### Task instructions
Could you write out everything in the data from the line containing "Mark every instance of the bridle" down to the end, both ends included, with each answer coordinate multiplied by 1.85 and rounded to a whole number, halves up? Copy the requests unchanged, including their sample coordinates.

### Supplied records
- - -
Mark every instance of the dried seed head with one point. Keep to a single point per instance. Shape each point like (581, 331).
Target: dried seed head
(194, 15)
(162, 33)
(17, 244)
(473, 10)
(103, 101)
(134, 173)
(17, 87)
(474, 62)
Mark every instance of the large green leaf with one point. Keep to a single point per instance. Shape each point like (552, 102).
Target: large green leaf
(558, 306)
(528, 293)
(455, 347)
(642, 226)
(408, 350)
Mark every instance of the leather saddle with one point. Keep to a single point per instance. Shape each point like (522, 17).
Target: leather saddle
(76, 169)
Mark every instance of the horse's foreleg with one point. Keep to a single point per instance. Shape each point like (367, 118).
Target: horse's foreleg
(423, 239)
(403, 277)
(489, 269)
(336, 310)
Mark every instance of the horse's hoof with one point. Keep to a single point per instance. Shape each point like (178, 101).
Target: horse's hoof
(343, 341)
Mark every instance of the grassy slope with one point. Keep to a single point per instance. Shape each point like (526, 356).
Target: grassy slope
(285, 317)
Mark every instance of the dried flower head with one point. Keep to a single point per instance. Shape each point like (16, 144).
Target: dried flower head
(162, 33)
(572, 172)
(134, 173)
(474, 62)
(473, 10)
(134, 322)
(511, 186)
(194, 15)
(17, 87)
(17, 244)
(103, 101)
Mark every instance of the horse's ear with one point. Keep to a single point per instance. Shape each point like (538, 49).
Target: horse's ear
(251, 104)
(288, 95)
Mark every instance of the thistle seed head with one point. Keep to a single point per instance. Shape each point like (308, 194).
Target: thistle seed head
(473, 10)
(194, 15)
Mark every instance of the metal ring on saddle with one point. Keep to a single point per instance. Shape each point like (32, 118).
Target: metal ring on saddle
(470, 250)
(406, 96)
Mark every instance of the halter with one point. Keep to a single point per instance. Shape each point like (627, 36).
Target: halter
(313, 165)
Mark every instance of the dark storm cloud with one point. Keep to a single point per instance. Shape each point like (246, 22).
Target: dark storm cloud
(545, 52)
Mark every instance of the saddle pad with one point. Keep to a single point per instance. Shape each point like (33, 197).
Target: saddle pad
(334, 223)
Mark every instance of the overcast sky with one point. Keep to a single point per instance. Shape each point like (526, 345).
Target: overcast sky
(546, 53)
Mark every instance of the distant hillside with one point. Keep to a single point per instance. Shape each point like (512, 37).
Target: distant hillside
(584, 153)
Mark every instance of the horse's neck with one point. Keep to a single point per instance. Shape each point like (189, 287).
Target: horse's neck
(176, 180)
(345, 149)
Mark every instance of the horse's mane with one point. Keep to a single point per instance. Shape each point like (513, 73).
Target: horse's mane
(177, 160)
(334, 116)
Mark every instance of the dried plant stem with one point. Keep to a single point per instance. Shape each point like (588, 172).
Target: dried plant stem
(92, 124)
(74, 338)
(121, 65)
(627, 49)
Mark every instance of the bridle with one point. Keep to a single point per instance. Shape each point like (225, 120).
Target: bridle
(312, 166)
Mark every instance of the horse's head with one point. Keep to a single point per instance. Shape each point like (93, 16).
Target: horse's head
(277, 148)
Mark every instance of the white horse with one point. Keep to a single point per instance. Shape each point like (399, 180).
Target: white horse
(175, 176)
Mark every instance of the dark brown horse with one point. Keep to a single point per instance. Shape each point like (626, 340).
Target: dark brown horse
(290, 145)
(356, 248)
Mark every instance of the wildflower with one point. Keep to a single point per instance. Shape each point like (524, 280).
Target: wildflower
- - -
### Task answer
Mark every instance of the bridle with one point. Keep to a single point per instance. Shape each point like (225, 120).
Target: bridle
(577, 307)
Mark every instance of the horse's head with one point. Keep to a single point per instance. Shape each point like (93, 16).
Target: horse's head
(512, 274)
Mark every instance of the white horse with one point. Keep to a single point per instance. Shape each point like (399, 180).
Target: white horse
(324, 326)
Mark every instance of the dark brown horse with one point. Keep to a single point per instance. Shape each point like (626, 340).
Target: dark brown horse
(537, 268)
(659, 459)
Mark every instance of the wildflower with one point. Keep to a single point per instance. Shape each point like (524, 280).
Target: wildflower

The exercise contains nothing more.